→ **WHAT NEEDS TO BE DONE**:
Send back the entries below exactly as they appear.

+++ PROVIDED DATA +++

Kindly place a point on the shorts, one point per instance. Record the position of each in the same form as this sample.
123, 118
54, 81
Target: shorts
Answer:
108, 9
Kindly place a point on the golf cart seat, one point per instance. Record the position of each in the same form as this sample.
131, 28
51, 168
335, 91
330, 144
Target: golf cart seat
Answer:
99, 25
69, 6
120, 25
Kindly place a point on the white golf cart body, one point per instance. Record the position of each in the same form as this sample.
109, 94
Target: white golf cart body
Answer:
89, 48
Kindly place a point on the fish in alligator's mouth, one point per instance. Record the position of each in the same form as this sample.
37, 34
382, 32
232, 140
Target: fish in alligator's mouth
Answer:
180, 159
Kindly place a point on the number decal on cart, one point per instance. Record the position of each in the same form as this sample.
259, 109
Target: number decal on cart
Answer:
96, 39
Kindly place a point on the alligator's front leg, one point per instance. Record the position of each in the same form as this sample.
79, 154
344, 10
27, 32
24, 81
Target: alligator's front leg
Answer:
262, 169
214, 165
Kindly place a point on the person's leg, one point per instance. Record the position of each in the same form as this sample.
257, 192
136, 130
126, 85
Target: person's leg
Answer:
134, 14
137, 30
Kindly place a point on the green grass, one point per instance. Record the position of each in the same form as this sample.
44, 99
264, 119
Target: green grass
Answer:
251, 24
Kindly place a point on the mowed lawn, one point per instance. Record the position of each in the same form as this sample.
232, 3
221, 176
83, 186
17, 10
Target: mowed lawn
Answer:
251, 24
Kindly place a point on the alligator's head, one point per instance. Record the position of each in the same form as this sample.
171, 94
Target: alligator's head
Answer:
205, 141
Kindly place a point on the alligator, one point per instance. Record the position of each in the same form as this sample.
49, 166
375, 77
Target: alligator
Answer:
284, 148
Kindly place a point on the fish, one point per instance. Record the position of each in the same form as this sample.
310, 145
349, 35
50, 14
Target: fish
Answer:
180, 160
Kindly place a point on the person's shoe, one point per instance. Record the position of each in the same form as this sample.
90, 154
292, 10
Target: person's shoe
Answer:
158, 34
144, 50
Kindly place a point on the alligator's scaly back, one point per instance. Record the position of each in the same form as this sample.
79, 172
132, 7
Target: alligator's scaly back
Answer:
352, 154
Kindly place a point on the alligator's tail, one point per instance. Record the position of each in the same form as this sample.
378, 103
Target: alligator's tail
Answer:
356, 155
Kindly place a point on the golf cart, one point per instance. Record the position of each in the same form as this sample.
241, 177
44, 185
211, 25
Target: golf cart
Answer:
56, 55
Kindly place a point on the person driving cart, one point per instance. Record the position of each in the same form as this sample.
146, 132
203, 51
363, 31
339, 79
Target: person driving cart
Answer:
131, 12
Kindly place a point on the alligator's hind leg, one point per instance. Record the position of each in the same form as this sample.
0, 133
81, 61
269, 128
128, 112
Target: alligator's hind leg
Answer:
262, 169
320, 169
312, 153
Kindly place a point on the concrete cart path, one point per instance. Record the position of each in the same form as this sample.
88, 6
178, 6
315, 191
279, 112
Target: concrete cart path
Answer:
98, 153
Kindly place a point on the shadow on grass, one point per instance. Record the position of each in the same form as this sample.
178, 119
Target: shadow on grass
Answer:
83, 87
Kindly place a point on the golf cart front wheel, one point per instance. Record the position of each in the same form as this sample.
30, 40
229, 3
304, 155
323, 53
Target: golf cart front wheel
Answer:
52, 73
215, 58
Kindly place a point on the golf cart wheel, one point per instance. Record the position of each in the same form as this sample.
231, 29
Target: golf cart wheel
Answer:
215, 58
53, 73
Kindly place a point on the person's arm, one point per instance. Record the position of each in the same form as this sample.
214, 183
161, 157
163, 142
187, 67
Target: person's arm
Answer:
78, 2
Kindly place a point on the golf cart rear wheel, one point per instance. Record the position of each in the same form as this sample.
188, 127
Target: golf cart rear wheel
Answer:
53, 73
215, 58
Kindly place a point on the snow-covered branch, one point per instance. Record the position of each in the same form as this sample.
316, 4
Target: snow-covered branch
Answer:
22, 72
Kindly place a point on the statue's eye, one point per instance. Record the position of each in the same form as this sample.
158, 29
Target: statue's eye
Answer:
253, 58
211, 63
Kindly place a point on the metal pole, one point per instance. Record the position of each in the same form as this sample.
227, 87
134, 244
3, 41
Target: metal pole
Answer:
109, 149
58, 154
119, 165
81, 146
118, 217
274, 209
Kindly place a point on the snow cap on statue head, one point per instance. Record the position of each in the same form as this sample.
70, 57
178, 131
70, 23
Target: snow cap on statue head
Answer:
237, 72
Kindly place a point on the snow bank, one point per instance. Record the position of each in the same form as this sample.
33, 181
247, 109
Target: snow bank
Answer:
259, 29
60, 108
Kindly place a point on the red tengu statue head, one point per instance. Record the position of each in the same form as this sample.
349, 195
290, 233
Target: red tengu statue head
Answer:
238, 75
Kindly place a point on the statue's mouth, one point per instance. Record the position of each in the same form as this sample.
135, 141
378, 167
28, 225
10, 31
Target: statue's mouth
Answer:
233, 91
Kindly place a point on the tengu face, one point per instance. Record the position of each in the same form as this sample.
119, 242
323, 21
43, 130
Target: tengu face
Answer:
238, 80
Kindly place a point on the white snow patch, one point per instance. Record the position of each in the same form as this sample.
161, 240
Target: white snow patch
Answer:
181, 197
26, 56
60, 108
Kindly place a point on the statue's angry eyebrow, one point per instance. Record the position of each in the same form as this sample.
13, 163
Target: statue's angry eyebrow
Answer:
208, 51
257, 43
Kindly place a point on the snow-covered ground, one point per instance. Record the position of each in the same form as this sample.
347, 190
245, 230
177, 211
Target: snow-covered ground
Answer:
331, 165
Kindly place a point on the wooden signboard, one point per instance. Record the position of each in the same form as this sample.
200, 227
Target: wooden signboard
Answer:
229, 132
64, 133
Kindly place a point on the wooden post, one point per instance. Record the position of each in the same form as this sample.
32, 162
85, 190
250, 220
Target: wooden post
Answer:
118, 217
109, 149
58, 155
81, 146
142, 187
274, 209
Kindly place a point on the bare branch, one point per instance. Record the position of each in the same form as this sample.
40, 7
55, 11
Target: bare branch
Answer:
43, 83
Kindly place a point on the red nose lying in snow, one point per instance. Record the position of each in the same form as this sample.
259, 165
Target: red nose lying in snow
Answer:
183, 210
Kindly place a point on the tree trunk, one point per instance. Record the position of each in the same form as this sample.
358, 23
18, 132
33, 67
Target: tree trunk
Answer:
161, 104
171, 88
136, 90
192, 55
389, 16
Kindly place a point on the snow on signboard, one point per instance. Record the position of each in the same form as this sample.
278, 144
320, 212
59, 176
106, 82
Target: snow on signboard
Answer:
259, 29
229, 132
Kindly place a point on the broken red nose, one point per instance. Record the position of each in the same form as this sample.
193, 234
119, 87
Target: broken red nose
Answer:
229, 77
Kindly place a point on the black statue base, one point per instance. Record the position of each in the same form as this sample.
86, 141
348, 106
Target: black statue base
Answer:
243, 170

+++

→ **EXERCISE RESPONSE**:
Kindly place a point on the shorts, one point per instance. Record the position of each in the same form as this sample.
123, 118
54, 81
Target: shorts
Answer:
108, 9
Kindly place a point on the golf cart seat, one point per instance. Record the position of each in the same form as this sample.
131, 28
51, 168
335, 91
330, 144
Target: golf cart seat
Answer:
99, 25
69, 6
120, 25
Kindly place a point on the white golf cart body, one point per instance. Record the position of each in the same form as this sample.
109, 94
Target: white golf cart body
Answer:
89, 48
Kindly place a point on the fish in alligator's mouth, one point per instance. Record the position of each in the same form as this sample.
37, 34
382, 32
232, 140
Target: fish in alligator's mouth
Answer:
180, 159
Kindly place a point on the number decal on cart, one point per instance. Record the position of each in the same form as this sample.
259, 109
Target: number decal on cart
Answer:
96, 39
Kindly place a point on the alligator's front leg, one point per instance. Record the position of each in the same form as this sample.
79, 154
344, 10
27, 32
24, 81
Target: alligator's front leg
Answer:
262, 169
214, 165
Kindly place a point on the person's leg, one point per instance. Record the position of each in the same form as this sample.
257, 192
136, 130
126, 85
Target: person's leg
Answer:
134, 14
137, 30
Kindly place a point on the green grass, one point per instance. Record the position of each in the same form as this sample.
44, 99
264, 119
Target: green grass
Answer:
251, 24
Kindly place a point on the mowed lawn, one point per instance. Record the position of each in the same form as this sample.
232, 3
221, 176
83, 186
17, 10
Target: mowed lawn
Answer:
251, 24
Kindly place a point on the alligator's head, one point per instance. Record the position of each in the same form as this sample.
171, 94
Target: alligator's head
Answer:
205, 141
Kindly place a point on the alligator, one point per instance. Record the position of each in the same form as this sample.
49, 166
375, 77
Target: alligator
Answer:
284, 148
Kindly place a point on the fish, one point per instance. Record the position of each in the same form as this sample.
310, 145
349, 35
50, 14
Target: fish
Answer:
180, 160
Kindly place a point on the person's shoe, one point per instance. Record the position of each in the same form as this sample.
90, 154
292, 10
Target: person's shoe
Answer:
158, 34
144, 50
Kindly place a point on the alligator's scaly back, one point per instance. Record the position of each in the same form as this sample.
79, 172
132, 7
Target: alligator's scaly back
Answer:
352, 154
Kindly place a point on the alligator's tail, one point per instance. Record the position of each in the same form as this sample.
378, 103
Target: alligator's tail
Answer:
356, 155
Kindly place a point on the golf cart, one point per instance. Record the position of each in the same form as this sample.
241, 177
44, 185
211, 25
Target: golf cart
Answer:
56, 55
Kindly place a point on the person driving cart, one point per instance. Record the position of each in the same form as this sample.
146, 132
203, 51
363, 31
339, 79
Target: person driving cart
Answer:
131, 12
Kindly place a point on the alligator's hind leg, one point per instance. Record the position of each in the same form as this sample.
0, 133
81, 61
269, 128
128, 112
Target: alligator's hind leg
Answer:
262, 169
320, 169
312, 153
Kindly place a point on the concrete cart path, one point per instance. Record the position of each in the same form as this sample.
88, 6
178, 6
315, 191
279, 112
Target: concrete cart path
Answer:
98, 153
Kindly place a point on the shadow on grass, one point per instance. Record the position of each in the same form as this sample.
178, 119
Target: shadow on grass
Answer:
83, 87
Kindly place a point on the golf cart front wheel, one point per instance. Record the position of each in the same form as this sample.
30, 40
229, 3
304, 155
323, 53
Target: golf cart front wheel
Answer:
52, 73
215, 58
Kindly place a point on the golf cart wheel, one point per instance. Record the position of each in the same form as this sample.
231, 29
Target: golf cart wheel
Answer:
215, 58
53, 73
Kindly place a point on the person's arm, one point per instance. Record the position of each in the same form as this sample.
214, 183
161, 157
163, 142
187, 67
Target: person's arm
Answer:
78, 2
Kindly place a point on the golf cart rear wheel, one point per instance. Record the position of each in the same form as this sample.
188, 127
Target: golf cart rear wheel
Answer:
53, 73
215, 58
Kindly place a point on the snow-covered branch, one point per instance. Record the position of each in the same form as this sample.
316, 4
Target: snow-covered branch
Answer:
22, 72
Kindly place a point on the statue's eye, one point per instance. Record the position of each in the same form as this sample.
158, 29
Target: statue's eye
Answer:
253, 58
211, 63
Kindly place a point on the metal pole, one point per instance. Record the position of each in the same form as this sample.
227, 87
134, 244
3, 41
Target: metal pole
Answer:
109, 149
58, 154
119, 165
81, 146
118, 217
274, 209
Kindly place a point on the snow cap on statue head, one point per instance. Record the position of each in the same form as this sample.
70, 57
178, 131
70, 23
Target: snow cap on statue head
Answer:
237, 72
Kindly place a point on the snow bank, one point per instance. Record the position of each in the same form as this sample.
33, 181
247, 109
Target: snow bank
Answer:
259, 29
60, 108
Kindly place a point on the red tengu statue head, one point per instance. Record the position of each in the same form as this sample.
349, 195
290, 233
Target: red tengu statue head
Answer:
238, 75
Kindly place a point on the statue's mouth, one point per instance. Record the position of each in the same form as this sample.
135, 141
378, 167
28, 225
10, 31
Target: statue's mouth
Answer:
233, 91
Kindly place a point on the tengu face, one point per instance. Record the position of each in the same form as this sample.
119, 242
323, 21
43, 130
Target: tengu face
Answer:
238, 80
Kindly place a point on the white snow patch, one point per instance. Record the position of each in the same form as this sample.
161, 240
Target: white snow patch
Answer:
181, 197
26, 56
60, 108
Kindly place a point on the statue's angry eyebrow, one point per instance. Record the position of each in the same form as this sample.
13, 163
Target: statue's angry eyebrow
Answer:
208, 51
257, 43
Kindly place a point on the snow-covered ground, one point per instance. Record the position of each in the same form as this sample.
347, 190
245, 230
177, 211
Target: snow-covered ground
Answer:
331, 165
Kindly place a point on the wooden signboard, one point per instance. Record the position of each in the same form as this sample.
200, 227
Target: wooden signboard
Answer:
229, 132
64, 133
Kindly place a point on the wooden post, one point per instance. Record the position of each in the same form as this sample.
32, 162
85, 190
250, 220
Target: wooden post
Answer:
118, 217
109, 149
58, 155
81, 146
142, 187
274, 209
Kindly place a point on the bare branch, one point per instance. Record the position of each in the same form as this sample.
40, 7
55, 11
Target: bare branch
Answer:
43, 83
Kindly place a point on the red nose lying in snow, one point per instance. Record the position of each in the same form as this sample.
259, 165
Target: red nose lying in snow
Answer:
183, 210
Kindly place a point on the tree trunk, one point per instance. Record the position of each in the same form as this sample.
358, 23
18, 132
33, 67
Target: tree trunk
Answer:
161, 104
171, 88
136, 90
192, 55
389, 16
Kindly place a point on the snow on signboard, one point per instance. Record the position of each in the same form as this sample.
278, 144
320, 212
59, 176
106, 82
Target: snow on signboard
Answer:
259, 29
229, 132
Kindly place a point on the broken red nose, one point per instance. Record the position of each in the same form as this sample.
193, 234
119, 87
Target: broken red nose
Answer:
229, 77
Kindly place a point on the black statue base, one point per instance. Record the position of each in the same form as this sample.
86, 141
348, 106
Target: black statue base
Answer:
243, 170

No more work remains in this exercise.